GIVEN INSTRUCTION:
Locate the line that contains "Task: point to each instance of the visible" in the entries below. Retype it and all following lines through the final one, character for character.

>> Begin STORED ROWS

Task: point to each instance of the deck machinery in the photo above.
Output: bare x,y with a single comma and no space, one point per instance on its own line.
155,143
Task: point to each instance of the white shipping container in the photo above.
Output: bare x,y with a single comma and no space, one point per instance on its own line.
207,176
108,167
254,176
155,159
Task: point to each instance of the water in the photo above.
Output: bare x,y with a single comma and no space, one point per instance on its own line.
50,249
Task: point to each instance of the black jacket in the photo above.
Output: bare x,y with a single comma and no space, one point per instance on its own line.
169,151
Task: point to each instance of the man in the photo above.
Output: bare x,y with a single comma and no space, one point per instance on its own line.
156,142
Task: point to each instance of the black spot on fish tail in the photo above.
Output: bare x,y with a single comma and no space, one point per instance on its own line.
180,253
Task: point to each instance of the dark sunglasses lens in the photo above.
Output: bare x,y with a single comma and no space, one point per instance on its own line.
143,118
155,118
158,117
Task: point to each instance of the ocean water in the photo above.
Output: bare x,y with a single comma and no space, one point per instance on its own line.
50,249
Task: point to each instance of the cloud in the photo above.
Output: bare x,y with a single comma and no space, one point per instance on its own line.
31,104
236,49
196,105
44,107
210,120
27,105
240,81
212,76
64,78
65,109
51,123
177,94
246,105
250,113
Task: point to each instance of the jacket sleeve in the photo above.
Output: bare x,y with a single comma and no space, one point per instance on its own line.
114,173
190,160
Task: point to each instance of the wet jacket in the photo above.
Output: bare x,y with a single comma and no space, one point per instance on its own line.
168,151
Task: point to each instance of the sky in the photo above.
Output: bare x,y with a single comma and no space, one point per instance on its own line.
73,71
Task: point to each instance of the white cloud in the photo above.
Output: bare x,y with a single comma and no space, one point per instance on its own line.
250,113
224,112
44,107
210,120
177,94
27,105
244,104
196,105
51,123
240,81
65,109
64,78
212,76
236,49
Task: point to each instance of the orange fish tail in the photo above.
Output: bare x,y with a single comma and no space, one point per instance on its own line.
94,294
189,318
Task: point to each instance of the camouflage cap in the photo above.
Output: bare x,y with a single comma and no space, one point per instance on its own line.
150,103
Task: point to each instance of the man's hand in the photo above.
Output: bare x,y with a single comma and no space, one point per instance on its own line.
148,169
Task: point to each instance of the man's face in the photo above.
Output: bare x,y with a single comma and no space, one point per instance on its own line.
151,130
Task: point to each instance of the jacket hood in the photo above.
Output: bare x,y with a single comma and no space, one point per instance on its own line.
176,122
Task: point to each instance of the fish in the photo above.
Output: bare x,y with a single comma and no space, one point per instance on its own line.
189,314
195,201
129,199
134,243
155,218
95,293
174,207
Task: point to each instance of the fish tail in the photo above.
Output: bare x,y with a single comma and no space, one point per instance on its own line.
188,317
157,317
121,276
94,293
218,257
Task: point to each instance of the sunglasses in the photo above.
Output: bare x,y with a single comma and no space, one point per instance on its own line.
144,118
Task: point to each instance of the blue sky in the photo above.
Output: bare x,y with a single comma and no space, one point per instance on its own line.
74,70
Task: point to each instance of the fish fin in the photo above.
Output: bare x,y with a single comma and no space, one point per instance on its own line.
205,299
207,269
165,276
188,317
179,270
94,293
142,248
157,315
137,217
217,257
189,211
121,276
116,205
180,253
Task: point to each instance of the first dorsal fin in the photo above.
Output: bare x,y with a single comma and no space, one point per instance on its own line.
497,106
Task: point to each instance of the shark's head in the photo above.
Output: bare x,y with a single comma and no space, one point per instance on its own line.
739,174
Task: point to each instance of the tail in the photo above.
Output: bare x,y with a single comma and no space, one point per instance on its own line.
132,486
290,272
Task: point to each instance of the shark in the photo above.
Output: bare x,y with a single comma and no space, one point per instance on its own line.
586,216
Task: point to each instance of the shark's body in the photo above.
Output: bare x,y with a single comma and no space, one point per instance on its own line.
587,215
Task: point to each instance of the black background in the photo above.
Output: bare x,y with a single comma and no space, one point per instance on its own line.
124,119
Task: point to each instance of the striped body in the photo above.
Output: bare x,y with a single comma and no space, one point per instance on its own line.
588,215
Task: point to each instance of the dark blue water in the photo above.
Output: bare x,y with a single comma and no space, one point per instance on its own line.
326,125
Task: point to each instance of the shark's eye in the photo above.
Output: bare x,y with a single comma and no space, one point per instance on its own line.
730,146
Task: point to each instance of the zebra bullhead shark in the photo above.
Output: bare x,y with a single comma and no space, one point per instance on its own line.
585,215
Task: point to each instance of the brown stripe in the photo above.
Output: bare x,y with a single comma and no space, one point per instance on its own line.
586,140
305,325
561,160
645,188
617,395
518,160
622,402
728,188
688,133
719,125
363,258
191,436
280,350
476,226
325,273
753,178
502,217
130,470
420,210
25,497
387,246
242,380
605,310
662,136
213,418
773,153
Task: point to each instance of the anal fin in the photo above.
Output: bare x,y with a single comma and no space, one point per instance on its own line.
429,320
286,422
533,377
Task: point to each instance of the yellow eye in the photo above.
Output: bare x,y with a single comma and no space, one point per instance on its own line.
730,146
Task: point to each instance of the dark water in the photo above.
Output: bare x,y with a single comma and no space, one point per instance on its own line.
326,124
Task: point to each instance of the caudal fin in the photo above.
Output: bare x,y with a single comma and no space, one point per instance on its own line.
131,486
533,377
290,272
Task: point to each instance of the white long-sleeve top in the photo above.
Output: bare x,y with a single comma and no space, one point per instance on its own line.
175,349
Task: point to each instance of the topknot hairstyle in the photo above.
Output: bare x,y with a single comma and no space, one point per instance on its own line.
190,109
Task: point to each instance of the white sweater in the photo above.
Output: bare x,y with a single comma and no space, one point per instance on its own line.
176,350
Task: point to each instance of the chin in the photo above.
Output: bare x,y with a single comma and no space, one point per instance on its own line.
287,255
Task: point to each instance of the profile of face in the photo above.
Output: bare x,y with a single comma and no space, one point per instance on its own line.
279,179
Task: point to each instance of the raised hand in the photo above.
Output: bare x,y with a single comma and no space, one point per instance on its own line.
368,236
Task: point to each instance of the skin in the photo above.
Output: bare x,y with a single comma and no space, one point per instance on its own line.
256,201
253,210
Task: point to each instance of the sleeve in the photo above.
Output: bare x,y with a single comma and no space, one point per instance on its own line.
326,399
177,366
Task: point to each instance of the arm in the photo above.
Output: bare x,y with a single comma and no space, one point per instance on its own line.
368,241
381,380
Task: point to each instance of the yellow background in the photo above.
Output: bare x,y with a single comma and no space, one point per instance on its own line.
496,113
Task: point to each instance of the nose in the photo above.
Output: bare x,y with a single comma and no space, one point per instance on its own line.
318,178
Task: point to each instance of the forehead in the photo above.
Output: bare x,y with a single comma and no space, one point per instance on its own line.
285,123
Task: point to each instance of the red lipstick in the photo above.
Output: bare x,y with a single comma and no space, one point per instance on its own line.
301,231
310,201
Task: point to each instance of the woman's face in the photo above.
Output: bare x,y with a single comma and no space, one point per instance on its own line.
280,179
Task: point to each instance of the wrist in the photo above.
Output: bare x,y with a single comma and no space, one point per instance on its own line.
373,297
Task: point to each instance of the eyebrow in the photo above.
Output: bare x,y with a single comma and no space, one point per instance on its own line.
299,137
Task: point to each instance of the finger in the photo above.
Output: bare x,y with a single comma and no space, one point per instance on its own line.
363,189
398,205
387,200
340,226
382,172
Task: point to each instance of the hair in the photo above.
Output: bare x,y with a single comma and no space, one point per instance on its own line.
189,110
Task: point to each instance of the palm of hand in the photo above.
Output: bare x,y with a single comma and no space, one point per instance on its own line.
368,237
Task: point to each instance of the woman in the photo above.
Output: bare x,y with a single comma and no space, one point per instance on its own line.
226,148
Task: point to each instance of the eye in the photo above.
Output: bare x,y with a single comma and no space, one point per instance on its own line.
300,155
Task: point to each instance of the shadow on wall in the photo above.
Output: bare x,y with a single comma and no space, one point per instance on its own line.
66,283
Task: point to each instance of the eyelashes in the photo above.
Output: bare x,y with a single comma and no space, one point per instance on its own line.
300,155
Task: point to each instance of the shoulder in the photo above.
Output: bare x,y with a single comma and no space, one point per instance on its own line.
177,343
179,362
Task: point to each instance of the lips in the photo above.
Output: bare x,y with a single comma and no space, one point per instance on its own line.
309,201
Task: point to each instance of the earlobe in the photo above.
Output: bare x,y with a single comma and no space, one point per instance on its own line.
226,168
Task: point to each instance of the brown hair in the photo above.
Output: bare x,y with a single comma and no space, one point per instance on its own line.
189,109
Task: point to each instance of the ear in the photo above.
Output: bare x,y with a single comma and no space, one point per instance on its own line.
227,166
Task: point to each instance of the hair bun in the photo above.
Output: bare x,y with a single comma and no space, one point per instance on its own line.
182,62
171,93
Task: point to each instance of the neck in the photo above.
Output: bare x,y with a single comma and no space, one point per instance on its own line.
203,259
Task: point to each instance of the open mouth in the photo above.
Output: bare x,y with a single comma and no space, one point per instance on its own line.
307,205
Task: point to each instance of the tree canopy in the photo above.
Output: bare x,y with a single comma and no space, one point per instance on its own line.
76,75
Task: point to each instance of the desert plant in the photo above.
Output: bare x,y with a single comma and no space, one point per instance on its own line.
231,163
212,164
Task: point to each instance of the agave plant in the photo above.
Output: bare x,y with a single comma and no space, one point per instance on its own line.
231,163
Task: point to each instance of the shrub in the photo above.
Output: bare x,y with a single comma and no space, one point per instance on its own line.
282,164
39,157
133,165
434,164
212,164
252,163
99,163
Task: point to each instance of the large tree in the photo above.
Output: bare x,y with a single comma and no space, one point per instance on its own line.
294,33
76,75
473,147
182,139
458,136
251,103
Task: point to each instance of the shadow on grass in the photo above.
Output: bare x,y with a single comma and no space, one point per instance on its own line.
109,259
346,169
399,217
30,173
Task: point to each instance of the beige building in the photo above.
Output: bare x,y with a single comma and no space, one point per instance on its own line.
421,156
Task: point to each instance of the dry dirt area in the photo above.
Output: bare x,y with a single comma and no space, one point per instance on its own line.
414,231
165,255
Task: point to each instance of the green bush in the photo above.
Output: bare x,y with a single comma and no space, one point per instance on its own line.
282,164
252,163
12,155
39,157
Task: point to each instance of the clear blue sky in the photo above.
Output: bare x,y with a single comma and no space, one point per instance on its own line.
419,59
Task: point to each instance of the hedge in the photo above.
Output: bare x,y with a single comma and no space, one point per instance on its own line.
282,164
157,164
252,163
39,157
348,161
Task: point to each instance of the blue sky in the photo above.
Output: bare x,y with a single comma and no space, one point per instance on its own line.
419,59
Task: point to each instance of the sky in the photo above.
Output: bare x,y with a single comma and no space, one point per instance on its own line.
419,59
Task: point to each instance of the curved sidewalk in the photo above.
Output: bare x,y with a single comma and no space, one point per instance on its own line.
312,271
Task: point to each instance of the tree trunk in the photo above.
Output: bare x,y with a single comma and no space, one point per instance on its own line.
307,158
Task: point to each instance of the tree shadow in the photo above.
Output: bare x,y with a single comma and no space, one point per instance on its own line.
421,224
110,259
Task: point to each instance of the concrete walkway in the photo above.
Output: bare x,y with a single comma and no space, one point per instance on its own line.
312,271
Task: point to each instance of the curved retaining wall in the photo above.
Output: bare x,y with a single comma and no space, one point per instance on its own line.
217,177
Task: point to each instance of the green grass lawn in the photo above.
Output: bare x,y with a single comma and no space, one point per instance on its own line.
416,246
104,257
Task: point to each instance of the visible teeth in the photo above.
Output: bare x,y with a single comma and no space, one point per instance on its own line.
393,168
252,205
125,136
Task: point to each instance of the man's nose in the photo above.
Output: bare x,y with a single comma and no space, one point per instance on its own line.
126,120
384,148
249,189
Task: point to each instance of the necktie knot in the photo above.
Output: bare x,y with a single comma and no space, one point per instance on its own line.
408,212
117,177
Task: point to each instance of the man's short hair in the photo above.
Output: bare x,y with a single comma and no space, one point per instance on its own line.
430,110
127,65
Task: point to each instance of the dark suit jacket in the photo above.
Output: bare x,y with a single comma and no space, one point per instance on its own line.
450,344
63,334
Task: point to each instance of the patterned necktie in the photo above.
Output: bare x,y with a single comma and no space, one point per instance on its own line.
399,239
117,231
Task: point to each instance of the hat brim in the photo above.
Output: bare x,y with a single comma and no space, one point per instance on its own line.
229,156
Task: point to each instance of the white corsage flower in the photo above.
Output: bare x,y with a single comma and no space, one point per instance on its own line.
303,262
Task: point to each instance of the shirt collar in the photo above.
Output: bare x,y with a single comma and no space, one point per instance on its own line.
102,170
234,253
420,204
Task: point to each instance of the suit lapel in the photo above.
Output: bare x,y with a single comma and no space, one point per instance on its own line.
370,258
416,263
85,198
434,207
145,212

>> End STORED ROWS

TASK ANSWER:
Task: point to each instance of the visible teeth in the photo above.
Output: bare x,y with a single comma and no space, one point per instance on its own line.
393,168
252,205
125,136
Task: point to each instance of the man's nose in the photo above.
Output: bare x,y with a single comma and no space, one point per instance on its own line.
126,120
384,148
249,189
Task: point to each instance of the necktie knot in the photo above.
Output: bare x,y with a single comma and no space, one point per instance on its own line.
408,212
117,177
Task: point to each instance of the man's short hair in the photo above.
Output: bare x,y with a single comma and no space, one point per instance on its own line.
430,110
127,65
Task: point to each instance of the dark suit jacket in the photo above.
Output: bare x,y with a single comma and no space, one point per instance on its own line.
450,344
63,334
Task: point to each instance of the patterned necktie in the photo above.
Output: bare x,y with a single comma and no space, one point per instance on its own line.
399,239
117,231
Task: point to each instance of the hat brim in the photo above.
Output: bare x,y with a single comma and no space, one point per instance on its own line.
229,156
Task: point to each instance of the white corsage flower in the photo above.
Output: bare x,y with a single comma and no space, one point per instance on its own line.
303,262
Task: point to each instance of the shirt collar in the photo above.
Output: bare x,y with a single comma and no space, one point per instance on its own line.
102,170
234,253
420,204
Task: point to each instance of the suit lapel in the photo above.
Output: bare x,y with a single comma and no space, one point per instance on its own line.
370,258
416,263
85,198
434,207
145,212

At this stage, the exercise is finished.